_Request_
Find the line with "the cat's ear", then retype it and each later line through the last, exactly. Leave out pictures.

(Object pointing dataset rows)
'''
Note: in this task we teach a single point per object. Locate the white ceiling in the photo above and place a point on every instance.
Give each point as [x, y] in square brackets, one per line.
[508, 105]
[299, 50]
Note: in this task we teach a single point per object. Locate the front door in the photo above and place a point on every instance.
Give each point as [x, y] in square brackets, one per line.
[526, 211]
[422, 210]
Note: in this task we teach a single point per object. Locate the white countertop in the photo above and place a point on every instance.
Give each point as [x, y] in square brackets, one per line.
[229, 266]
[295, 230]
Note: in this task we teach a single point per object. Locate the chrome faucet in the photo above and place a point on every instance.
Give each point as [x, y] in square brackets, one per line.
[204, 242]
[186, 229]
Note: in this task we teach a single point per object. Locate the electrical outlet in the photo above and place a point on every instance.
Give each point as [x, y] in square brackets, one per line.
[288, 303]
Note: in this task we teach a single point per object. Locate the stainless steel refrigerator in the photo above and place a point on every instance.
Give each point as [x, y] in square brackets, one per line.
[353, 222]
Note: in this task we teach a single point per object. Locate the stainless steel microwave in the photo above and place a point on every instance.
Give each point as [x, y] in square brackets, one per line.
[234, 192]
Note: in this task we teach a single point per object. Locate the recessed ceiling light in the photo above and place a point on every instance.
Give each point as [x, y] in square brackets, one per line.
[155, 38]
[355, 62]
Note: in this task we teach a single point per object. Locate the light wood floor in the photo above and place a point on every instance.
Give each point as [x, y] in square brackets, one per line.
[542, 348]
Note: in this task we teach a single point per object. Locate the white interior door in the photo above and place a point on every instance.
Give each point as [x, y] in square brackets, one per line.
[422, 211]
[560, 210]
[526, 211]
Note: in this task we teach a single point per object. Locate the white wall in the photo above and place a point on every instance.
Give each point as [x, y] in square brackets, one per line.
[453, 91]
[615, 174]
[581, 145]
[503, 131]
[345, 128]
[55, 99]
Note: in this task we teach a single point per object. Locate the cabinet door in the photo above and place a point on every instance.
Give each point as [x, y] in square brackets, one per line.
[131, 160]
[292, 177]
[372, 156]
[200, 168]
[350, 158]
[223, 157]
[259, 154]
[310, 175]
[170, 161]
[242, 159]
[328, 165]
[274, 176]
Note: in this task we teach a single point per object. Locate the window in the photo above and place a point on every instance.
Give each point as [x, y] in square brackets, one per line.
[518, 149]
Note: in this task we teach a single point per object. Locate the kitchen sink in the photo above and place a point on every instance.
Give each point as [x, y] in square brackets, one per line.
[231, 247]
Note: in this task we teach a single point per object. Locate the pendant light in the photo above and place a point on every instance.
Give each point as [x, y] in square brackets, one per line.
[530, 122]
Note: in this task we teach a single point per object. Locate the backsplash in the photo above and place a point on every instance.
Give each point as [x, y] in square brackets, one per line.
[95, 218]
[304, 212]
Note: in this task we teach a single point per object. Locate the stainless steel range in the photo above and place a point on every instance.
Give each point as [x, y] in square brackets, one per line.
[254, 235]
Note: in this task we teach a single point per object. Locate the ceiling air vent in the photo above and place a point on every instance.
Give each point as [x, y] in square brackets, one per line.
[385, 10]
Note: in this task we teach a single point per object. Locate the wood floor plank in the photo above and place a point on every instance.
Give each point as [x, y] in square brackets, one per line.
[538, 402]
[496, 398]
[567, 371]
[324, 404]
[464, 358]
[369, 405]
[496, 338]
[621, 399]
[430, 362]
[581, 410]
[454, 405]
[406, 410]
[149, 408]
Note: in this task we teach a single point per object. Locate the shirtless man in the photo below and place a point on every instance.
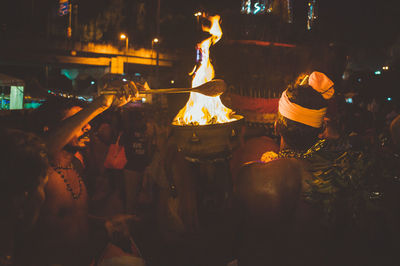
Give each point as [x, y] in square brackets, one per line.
[62, 233]
[279, 227]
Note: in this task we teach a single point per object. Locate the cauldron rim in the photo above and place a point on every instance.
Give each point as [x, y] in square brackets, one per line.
[239, 118]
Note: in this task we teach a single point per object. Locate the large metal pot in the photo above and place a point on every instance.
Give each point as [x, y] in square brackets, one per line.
[207, 141]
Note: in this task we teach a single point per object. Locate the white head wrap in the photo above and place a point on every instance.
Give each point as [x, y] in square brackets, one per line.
[314, 118]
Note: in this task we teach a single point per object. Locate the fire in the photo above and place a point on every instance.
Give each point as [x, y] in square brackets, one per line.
[201, 109]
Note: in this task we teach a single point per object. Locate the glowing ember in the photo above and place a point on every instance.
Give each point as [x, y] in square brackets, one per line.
[201, 109]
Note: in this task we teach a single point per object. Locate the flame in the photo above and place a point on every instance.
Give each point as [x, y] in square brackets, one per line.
[201, 109]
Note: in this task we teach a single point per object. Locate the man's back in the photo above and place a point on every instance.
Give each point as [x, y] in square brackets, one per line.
[61, 234]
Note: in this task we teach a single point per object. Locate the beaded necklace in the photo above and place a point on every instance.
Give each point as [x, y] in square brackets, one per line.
[69, 188]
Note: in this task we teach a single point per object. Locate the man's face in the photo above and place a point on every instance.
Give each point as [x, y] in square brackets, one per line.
[81, 136]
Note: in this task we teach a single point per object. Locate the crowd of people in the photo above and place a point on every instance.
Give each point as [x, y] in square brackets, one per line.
[79, 181]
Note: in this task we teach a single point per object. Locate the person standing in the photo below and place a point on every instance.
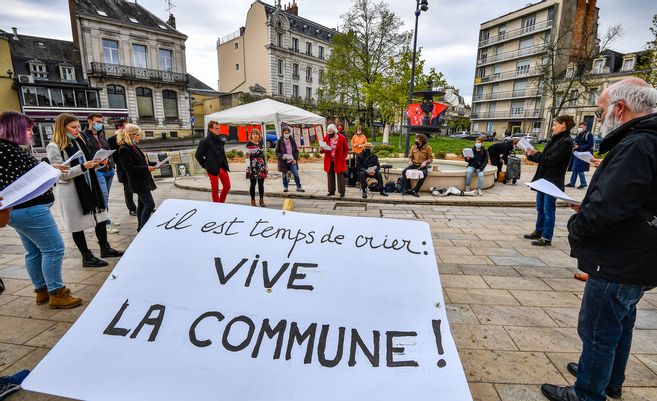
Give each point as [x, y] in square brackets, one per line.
[420, 157]
[32, 220]
[256, 169]
[613, 235]
[335, 159]
[211, 155]
[287, 154]
[552, 165]
[120, 173]
[583, 143]
[95, 138]
[476, 164]
[138, 172]
[81, 198]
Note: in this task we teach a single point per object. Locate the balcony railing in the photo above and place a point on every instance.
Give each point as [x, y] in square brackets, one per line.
[527, 51]
[539, 26]
[136, 73]
[506, 95]
[501, 76]
[510, 115]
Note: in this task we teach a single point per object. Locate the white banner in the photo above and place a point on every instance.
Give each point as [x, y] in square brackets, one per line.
[219, 301]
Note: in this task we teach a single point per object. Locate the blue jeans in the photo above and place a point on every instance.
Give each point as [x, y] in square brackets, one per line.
[606, 321]
[294, 169]
[468, 177]
[546, 206]
[582, 178]
[44, 246]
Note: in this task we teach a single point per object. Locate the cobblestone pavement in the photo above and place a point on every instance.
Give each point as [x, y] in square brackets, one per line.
[512, 307]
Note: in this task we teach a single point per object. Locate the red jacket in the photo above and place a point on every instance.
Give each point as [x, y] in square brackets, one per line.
[341, 153]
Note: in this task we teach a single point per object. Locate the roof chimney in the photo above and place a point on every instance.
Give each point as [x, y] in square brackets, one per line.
[172, 21]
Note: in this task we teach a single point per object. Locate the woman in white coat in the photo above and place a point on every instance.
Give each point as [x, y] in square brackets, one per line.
[79, 194]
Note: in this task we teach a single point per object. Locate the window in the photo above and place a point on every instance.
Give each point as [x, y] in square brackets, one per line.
[111, 51]
[170, 102]
[628, 64]
[145, 103]
[295, 71]
[139, 56]
[116, 96]
[67, 73]
[166, 60]
[38, 70]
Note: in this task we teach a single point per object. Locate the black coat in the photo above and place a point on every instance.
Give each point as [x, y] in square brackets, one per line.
[553, 161]
[135, 164]
[609, 237]
[211, 155]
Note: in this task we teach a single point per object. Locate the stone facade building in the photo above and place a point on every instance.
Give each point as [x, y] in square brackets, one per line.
[277, 53]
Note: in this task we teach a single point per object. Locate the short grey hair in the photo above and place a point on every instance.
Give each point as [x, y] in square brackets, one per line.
[637, 97]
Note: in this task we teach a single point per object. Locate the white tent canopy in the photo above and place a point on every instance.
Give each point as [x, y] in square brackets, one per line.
[265, 111]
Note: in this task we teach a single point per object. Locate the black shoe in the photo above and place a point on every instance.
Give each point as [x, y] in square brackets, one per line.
[108, 252]
[92, 261]
[573, 368]
[558, 393]
[542, 242]
[533, 235]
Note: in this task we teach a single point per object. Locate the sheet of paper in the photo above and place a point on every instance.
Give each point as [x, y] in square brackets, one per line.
[585, 156]
[75, 156]
[30, 185]
[103, 154]
[161, 163]
[549, 188]
[524, 144]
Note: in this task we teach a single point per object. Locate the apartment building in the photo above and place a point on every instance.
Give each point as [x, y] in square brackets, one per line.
[508, 88]
[276, 53]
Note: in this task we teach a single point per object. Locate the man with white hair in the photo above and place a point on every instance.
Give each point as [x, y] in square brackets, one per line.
[613, 235]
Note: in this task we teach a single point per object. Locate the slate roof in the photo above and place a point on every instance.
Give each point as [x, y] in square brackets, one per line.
[122, 11]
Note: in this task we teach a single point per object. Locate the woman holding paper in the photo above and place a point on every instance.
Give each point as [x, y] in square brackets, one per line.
[32, 220]
[138, 171]
[287, 154]
[256, 169]
[583, 143]
[81, 199]
[552, 165]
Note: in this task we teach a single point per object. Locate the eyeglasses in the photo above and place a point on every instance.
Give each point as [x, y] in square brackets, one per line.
[598, 113]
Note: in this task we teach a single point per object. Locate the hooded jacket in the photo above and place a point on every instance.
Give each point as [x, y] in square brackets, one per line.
[610, 236]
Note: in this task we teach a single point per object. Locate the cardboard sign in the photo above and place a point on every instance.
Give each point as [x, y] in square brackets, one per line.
[219, 301]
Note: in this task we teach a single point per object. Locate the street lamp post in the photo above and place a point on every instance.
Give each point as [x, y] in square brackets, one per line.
[421, 5]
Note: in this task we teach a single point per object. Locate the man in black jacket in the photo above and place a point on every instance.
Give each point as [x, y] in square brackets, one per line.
[367, 165]
[613, 235]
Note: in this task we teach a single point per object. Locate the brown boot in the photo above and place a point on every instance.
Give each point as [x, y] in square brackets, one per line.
[61, 299]
[42, 295]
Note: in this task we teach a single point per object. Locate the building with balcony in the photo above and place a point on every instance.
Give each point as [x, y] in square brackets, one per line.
[276, 50]
[137, 61]
[607, 68]
[49, 80]
[508, 95]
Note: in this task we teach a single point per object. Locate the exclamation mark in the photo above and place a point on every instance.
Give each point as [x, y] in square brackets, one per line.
[439, 342]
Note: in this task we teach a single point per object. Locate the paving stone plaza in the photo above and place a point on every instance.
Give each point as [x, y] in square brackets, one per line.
[512, 307]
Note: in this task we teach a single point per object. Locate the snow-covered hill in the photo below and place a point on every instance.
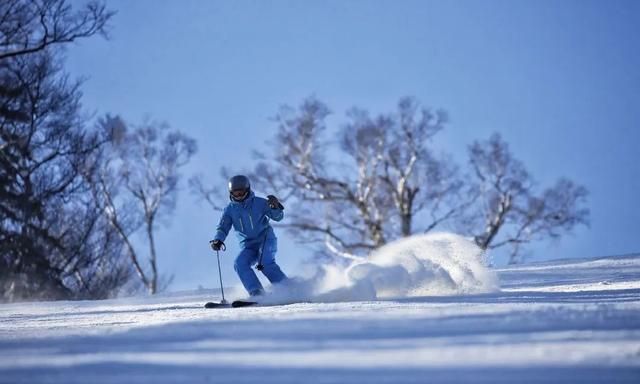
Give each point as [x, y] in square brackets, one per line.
[570, 321]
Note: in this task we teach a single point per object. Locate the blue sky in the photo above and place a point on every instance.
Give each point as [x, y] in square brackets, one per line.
[560, 80]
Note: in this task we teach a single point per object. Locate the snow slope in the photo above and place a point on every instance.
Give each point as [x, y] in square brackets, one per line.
[570, 321]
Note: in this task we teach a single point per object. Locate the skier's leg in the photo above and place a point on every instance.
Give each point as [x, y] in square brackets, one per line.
[247, 276]
[270, 269]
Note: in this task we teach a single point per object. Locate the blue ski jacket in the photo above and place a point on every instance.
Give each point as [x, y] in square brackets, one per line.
[250, 219]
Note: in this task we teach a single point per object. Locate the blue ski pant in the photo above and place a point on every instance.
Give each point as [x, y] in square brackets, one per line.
[249, 257]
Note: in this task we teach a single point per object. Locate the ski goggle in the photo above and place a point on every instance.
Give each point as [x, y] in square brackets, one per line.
[239, 193]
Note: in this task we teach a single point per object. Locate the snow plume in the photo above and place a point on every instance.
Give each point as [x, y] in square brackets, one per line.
[422, 265]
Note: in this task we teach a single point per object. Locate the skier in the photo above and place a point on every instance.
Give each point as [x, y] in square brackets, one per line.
[250, 217]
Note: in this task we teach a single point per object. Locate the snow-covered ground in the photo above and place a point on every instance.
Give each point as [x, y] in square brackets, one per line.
[568, 321]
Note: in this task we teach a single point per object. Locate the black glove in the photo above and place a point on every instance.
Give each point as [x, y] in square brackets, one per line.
[217, 245]
[274, 203]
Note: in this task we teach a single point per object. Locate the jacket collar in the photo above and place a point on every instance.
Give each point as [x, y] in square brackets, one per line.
[246, 201]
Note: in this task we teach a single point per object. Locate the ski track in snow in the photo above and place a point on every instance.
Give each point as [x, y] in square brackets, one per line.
[574, 321]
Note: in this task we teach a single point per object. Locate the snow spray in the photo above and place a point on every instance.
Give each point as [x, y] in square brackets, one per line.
[435, 264]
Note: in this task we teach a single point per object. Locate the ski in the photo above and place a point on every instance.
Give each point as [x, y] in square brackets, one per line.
[241, 303]
[235, 304]
[212, 304]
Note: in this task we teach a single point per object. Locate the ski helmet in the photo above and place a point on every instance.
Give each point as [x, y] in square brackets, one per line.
[239, 188]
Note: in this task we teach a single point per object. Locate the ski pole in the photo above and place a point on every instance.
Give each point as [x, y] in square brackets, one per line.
[220, 275]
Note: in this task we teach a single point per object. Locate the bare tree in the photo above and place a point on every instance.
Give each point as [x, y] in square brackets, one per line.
[49, 232]
[138, 185]
[51, 243]
[30, 26]
[356, 193]
[508, 209]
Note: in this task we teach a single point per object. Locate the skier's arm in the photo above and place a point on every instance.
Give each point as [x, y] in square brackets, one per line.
[275, 210]
[275, 214]
[223, 227]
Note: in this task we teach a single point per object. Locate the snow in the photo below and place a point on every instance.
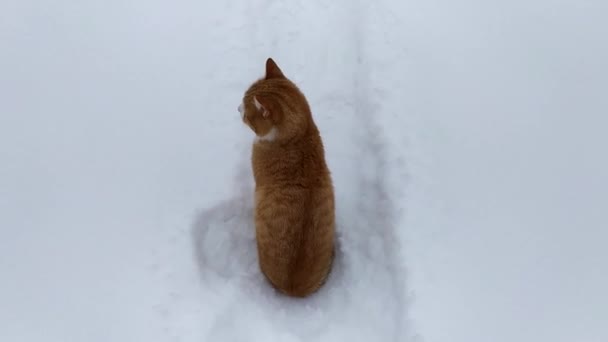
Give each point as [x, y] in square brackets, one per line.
[466, 141]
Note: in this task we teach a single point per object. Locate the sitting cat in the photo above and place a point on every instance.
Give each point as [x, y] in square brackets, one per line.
[294, 197]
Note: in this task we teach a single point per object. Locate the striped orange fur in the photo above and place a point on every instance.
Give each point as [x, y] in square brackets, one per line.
[294, 196]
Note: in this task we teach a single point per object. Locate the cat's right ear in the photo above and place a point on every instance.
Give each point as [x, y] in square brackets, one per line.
[262, 106]
[272, 70]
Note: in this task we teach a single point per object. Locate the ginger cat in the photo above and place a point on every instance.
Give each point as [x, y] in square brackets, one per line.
[294, 197]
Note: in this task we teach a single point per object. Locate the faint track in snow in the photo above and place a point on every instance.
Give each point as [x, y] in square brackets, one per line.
[362, 299]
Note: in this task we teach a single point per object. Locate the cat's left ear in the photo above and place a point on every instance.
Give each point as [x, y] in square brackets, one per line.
[262, 106]
[272, 70]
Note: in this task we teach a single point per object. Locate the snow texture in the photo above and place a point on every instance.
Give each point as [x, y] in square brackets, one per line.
[466, 141]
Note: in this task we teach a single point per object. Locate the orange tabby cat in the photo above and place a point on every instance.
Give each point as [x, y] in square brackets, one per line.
[294, 198]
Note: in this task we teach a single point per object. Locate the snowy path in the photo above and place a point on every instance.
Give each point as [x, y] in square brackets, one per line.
[466, 140]
[368, 261]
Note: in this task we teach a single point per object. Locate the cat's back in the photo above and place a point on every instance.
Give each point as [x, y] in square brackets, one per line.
[294, 215]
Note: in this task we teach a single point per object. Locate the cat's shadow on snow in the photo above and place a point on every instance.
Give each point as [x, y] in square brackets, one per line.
[226, 253]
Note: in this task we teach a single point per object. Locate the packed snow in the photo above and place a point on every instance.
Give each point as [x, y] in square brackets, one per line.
[466, 141]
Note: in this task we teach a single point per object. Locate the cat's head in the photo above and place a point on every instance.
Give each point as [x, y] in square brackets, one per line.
[274, 108]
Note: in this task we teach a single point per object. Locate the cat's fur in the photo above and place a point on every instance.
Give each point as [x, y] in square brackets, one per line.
[294, 197]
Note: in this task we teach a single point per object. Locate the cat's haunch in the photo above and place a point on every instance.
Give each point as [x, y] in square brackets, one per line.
[294, 196]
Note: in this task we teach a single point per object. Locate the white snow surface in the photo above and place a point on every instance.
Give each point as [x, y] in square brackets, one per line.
[467, 142]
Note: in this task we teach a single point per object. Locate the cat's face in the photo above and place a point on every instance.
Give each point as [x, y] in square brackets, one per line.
[257, 117]
[272, 106]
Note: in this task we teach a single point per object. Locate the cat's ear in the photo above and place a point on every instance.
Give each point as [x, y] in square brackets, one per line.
[272, 70]
[262, 106]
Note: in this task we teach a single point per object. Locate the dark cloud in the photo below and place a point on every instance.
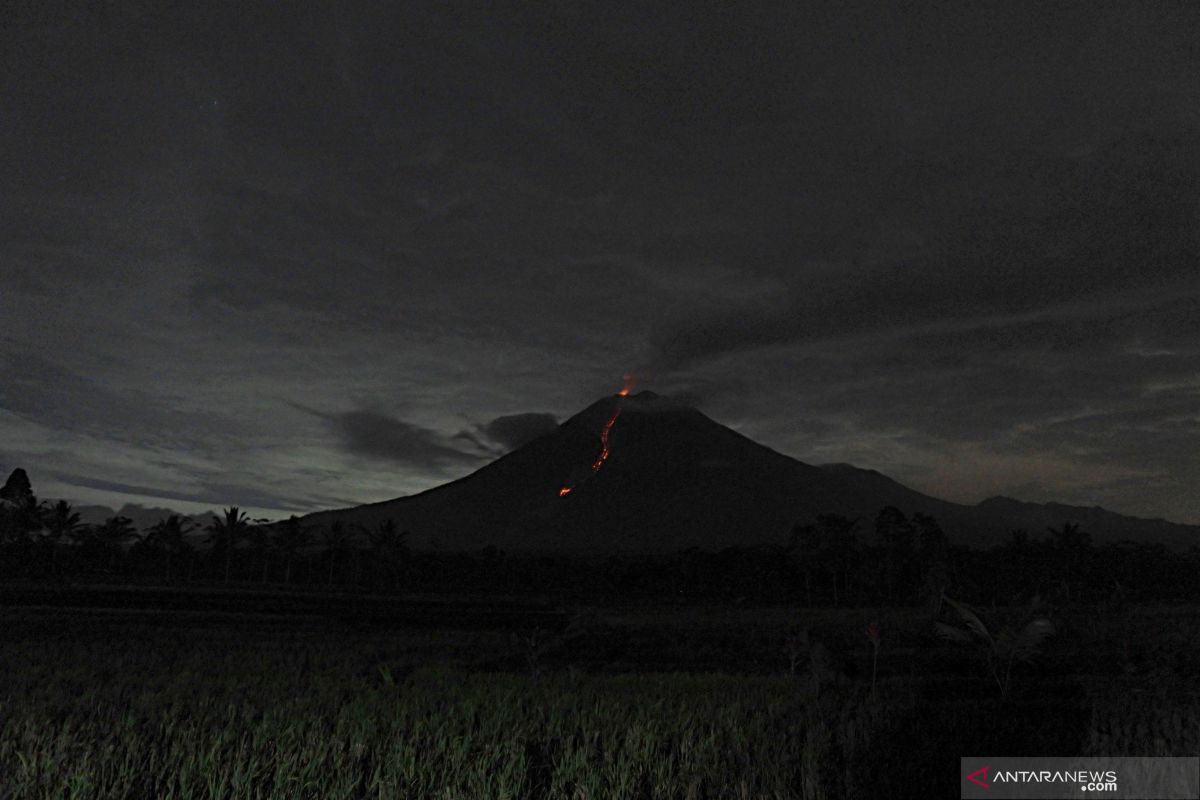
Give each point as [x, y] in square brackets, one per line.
'''
_Response to this exercise_
Note: in this task we teach a single point per object. Locate the cat's ear in the photo above and place a point on every instance.
Give each point as [x, y] in square brackets, one per line.
[272, 70]
[262, 106]
Note: in this task we teach a single point per object. Locate the dark cloud in the photo below and place a point on every instance.
Give each point as [x, y] in square brackets, one per line.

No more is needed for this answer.